• **THE REQUEST**
Swap "upholstered" for "padded" in the lines below, starting at the line that contains "Kindly give the mask of every instance of the upholstered" and ending at the line that contains "178 110 L 175". Return only those lines, with everything else left unchanged.

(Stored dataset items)
++++++++
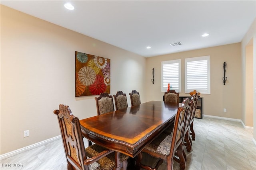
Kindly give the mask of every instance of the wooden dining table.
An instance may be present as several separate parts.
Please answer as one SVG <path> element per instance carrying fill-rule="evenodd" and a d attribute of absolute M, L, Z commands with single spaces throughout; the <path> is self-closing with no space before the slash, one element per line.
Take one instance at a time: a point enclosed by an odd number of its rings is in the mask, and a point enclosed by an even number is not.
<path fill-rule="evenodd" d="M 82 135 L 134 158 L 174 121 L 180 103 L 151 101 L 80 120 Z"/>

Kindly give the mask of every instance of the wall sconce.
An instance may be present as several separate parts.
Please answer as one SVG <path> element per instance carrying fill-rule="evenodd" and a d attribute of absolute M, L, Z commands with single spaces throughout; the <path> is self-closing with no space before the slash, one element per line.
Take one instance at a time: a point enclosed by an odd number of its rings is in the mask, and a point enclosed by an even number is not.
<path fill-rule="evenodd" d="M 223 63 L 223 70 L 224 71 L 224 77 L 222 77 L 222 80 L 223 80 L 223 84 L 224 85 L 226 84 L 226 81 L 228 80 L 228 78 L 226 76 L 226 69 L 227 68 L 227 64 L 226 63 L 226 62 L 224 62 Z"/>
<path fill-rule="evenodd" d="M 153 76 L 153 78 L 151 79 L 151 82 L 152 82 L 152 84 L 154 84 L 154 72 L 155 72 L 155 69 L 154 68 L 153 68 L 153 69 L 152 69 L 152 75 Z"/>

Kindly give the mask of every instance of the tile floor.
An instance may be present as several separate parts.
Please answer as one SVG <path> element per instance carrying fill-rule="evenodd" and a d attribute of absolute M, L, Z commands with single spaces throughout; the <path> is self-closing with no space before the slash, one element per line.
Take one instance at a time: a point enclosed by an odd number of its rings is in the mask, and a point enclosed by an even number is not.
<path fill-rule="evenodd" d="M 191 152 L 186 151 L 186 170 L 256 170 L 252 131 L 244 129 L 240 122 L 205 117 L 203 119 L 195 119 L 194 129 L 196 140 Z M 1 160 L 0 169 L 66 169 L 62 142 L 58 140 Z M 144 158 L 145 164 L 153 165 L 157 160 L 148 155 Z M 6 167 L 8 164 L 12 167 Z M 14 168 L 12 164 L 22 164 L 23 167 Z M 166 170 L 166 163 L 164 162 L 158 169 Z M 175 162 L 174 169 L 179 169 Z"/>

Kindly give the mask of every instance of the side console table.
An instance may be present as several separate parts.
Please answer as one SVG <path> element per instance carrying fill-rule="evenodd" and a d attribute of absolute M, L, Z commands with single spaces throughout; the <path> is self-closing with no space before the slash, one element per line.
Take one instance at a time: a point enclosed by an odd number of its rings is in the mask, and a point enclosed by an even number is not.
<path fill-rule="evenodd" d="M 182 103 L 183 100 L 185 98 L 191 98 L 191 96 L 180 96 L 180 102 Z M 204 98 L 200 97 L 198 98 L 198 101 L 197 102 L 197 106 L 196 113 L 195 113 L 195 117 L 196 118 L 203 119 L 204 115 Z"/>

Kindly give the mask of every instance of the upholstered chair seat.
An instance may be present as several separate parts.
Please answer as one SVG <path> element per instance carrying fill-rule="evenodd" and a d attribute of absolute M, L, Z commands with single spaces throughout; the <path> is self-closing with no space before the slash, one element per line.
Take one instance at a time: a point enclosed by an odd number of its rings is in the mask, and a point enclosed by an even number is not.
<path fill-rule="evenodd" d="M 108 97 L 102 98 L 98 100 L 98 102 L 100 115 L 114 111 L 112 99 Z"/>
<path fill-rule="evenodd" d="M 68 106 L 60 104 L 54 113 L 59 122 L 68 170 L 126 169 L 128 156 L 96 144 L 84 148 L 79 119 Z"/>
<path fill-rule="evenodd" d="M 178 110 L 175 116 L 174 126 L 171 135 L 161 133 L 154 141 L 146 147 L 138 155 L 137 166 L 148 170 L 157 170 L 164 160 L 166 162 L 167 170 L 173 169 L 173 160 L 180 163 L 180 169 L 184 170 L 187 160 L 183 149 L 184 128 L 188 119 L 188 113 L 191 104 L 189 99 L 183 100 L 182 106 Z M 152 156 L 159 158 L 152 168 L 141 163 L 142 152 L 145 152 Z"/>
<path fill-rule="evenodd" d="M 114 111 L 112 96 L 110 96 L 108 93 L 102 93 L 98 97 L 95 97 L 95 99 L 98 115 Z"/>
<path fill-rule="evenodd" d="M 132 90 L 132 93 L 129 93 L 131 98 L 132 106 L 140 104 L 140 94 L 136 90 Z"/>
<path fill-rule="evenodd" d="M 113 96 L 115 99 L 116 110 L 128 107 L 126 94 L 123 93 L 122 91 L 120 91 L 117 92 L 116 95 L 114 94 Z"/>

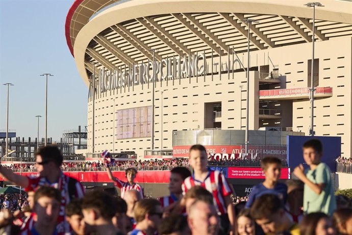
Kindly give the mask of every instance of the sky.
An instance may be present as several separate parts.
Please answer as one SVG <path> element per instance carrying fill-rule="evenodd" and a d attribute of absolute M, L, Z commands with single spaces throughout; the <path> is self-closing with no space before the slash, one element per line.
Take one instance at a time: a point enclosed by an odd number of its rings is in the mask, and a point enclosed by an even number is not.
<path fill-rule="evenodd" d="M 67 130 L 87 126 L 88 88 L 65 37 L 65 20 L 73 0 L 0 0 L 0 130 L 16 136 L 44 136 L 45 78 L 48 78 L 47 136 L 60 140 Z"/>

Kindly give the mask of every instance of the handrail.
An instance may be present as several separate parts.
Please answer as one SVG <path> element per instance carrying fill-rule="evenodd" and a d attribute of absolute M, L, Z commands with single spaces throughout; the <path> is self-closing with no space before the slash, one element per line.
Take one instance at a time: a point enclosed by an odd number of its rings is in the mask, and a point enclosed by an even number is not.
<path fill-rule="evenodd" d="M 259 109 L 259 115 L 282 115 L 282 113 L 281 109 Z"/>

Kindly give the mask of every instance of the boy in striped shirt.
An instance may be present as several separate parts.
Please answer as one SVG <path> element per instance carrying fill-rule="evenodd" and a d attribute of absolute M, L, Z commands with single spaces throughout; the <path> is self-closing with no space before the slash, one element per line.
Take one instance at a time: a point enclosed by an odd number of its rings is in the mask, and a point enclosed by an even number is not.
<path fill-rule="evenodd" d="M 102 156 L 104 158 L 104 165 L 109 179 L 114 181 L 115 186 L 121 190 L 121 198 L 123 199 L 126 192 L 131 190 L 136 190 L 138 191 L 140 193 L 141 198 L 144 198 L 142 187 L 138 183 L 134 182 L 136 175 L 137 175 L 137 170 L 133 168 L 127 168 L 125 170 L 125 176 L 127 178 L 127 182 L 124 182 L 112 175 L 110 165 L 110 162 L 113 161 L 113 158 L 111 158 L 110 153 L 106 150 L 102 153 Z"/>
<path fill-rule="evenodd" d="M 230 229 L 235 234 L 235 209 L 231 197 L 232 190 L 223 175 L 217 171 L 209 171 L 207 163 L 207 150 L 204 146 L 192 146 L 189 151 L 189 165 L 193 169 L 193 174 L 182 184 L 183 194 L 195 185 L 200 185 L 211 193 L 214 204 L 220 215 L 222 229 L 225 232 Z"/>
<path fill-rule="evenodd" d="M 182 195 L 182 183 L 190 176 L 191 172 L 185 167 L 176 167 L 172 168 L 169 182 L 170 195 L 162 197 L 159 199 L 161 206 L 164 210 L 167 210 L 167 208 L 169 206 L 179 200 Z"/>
++++++++
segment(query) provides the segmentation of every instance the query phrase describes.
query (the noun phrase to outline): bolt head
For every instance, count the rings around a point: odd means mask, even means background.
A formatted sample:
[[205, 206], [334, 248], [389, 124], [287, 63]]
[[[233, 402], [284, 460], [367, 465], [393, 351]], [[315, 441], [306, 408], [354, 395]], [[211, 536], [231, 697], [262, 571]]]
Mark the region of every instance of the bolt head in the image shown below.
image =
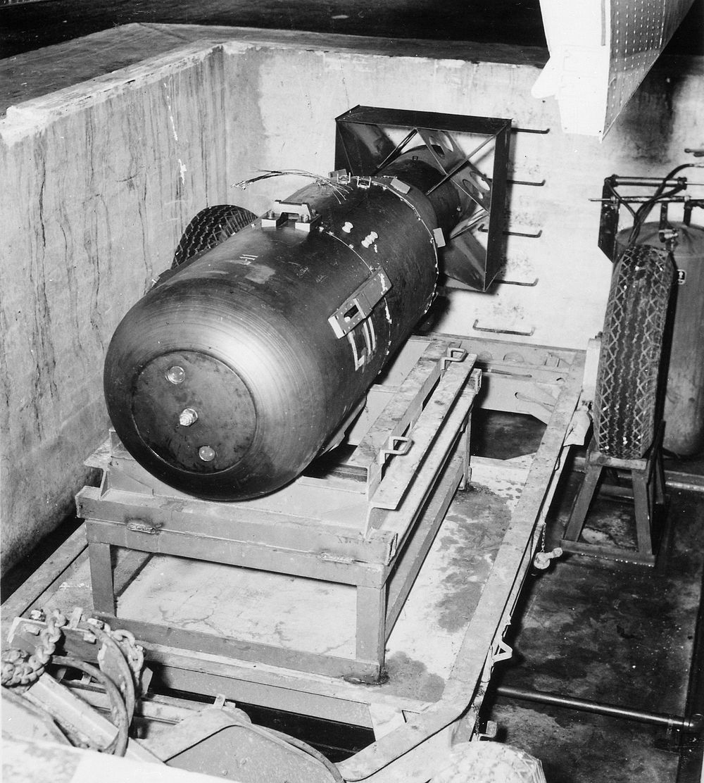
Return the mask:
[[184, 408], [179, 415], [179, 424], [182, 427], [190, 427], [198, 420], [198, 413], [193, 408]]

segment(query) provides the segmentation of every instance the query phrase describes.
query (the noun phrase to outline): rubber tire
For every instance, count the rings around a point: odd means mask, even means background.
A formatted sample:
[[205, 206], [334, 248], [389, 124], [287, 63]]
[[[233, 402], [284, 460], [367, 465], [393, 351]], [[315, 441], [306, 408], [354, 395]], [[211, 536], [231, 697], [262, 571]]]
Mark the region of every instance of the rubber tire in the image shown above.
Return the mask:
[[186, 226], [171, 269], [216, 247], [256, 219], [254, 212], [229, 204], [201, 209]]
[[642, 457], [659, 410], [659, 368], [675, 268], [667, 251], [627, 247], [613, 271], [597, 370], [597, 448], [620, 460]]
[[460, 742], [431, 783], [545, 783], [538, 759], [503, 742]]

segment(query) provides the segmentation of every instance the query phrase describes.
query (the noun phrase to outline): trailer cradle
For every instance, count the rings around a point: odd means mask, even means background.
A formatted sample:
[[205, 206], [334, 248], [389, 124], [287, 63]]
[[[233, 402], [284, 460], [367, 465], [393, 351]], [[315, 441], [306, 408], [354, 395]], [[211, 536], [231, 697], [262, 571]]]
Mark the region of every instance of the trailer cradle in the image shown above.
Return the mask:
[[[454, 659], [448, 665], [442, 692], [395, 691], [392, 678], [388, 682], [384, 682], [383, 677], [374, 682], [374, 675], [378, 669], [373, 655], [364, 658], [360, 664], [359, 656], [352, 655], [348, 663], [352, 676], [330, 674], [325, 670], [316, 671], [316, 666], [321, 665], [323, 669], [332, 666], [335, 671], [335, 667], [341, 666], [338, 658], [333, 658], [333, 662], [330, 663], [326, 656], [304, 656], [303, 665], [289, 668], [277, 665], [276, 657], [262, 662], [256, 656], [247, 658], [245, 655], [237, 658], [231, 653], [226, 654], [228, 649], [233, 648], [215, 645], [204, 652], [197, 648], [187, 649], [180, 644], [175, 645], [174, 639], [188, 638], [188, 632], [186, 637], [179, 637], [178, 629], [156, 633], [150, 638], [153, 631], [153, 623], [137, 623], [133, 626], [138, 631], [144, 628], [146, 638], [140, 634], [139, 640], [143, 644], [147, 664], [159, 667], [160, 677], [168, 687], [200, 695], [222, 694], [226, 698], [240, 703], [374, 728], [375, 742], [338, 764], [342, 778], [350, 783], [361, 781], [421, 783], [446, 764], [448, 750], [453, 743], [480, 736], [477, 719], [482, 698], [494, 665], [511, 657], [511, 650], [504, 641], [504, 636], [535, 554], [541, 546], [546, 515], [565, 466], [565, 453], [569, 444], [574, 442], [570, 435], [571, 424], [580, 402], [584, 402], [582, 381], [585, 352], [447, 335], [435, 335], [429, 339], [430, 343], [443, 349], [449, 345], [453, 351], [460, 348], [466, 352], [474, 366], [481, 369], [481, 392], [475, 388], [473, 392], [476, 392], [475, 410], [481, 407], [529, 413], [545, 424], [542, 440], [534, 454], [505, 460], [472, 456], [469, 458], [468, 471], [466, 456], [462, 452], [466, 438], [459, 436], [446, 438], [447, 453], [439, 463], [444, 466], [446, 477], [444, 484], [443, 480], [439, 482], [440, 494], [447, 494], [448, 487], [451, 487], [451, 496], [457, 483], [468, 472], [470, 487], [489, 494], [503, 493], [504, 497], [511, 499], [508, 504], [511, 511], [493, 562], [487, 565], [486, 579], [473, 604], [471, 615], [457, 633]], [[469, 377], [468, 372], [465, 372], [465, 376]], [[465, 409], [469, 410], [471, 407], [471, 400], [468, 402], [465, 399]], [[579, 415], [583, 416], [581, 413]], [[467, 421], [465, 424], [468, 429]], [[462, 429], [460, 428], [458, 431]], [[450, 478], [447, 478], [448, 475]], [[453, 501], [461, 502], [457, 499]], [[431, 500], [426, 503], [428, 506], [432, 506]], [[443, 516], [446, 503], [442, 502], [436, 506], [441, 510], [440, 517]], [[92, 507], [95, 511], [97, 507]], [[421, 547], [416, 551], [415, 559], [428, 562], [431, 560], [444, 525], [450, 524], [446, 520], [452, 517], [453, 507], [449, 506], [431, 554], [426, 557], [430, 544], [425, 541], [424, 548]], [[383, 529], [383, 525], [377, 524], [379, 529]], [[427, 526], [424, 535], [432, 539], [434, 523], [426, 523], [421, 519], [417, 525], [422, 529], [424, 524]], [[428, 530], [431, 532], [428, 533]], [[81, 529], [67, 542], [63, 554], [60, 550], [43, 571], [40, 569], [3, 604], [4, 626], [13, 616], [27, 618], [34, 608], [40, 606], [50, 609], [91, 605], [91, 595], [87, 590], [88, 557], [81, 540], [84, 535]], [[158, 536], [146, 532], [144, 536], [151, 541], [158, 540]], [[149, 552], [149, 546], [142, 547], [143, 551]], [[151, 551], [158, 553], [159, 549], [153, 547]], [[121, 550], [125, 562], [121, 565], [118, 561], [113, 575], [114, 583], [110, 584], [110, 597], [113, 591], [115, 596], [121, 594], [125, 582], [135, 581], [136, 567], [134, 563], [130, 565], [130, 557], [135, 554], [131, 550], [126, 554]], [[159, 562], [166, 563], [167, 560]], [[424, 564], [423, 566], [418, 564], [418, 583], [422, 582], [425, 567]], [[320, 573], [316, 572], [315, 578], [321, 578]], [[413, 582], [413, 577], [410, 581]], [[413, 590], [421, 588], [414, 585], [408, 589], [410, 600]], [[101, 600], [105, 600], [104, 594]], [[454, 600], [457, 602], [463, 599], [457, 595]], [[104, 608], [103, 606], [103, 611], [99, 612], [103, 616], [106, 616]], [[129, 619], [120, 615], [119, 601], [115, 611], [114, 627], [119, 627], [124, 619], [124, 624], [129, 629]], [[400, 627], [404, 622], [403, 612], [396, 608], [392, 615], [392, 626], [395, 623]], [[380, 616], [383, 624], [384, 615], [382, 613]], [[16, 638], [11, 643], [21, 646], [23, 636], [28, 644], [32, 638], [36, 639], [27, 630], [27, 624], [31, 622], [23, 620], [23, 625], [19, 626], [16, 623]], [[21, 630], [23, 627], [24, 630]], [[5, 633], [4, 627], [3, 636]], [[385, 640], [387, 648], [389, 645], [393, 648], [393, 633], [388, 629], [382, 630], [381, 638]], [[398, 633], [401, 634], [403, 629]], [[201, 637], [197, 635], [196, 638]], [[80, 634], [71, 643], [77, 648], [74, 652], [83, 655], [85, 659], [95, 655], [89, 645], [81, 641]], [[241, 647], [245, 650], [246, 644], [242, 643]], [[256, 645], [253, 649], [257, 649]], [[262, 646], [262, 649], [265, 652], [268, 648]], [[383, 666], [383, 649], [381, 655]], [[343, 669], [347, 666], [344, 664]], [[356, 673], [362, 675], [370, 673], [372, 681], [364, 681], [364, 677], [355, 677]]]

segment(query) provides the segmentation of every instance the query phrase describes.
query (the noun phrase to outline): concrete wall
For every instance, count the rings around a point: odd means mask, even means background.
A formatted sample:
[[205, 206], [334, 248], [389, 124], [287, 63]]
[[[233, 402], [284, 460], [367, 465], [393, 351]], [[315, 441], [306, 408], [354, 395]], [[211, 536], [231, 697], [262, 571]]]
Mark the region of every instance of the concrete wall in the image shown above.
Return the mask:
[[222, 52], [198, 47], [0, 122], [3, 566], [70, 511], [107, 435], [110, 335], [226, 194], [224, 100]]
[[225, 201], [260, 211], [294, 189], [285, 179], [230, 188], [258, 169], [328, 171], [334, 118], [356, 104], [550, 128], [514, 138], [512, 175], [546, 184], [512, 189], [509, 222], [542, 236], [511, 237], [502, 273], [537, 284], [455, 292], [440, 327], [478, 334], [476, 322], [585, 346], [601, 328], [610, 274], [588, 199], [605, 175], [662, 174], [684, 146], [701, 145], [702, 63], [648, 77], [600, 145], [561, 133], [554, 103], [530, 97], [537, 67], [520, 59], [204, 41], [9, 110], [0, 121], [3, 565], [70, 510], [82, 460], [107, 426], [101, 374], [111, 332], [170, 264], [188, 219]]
++++++++
• **SOLUTION**
Kindly give the mask of every instance of the padded chair seat.
An instance may be present as several separate parts.
Please answer as one SVG <path> element per instance carrying fill-rule="evenodd" and a d attribute of absolute M, L, Z commands with single spaces throughout; the <path> is self-closing with no space before the slash, one element per line.
Take one instance at a time: a point enclosed by an odd number of its rings is in the mask, and a point enclosed by an even number is not.
<path fill-rule="evenodd" d="M 108 97 L 102 98 L 98 100 L 98 102 L 100 115 L 114 111 L 112 99 Z"/>
<path fill-rule="evenodd" d="M 68 106 L 60 104 L 54 113 L 59 122 L 68 170 L 126 169 L 128 156 L 96 144 L 84 148 L 79 119 Z"/>
<path fill-rule="evenodd" d="M 178 110 L 175 116 L 174 126 L 171 135 L 161 133 L 154 141 L 146 147 L 138 155 L 137 166 L 148 170 L 157 170 L 164 160 L 166 162 L 167 170 L 173 169 L 173 160 L 180 163 L 180 169 L 184 170 L 187 160 L 183 149 L 184 128 L 188 119 L 188 113 L 191 104 L 189 99 L 183 100 L 182 106 Z M 152 156 L 159 158 L 152 168 L 141 163 L 142 152 L 145 152 Z"/>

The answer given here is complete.